▶ **Stored entries**:
----
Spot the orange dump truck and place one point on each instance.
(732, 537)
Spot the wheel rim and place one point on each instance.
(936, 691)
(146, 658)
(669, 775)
----
▶ **What the task asks**: Whatever the number of entries above, each one is to be copied exactly.

▶ **Written answer**:
Spot the orange dump truck and place one point on each instance.
(732, 537)
Spot the wheel rim and place one point on each instance.
(936, 691)
(146, 658)
(669, 775)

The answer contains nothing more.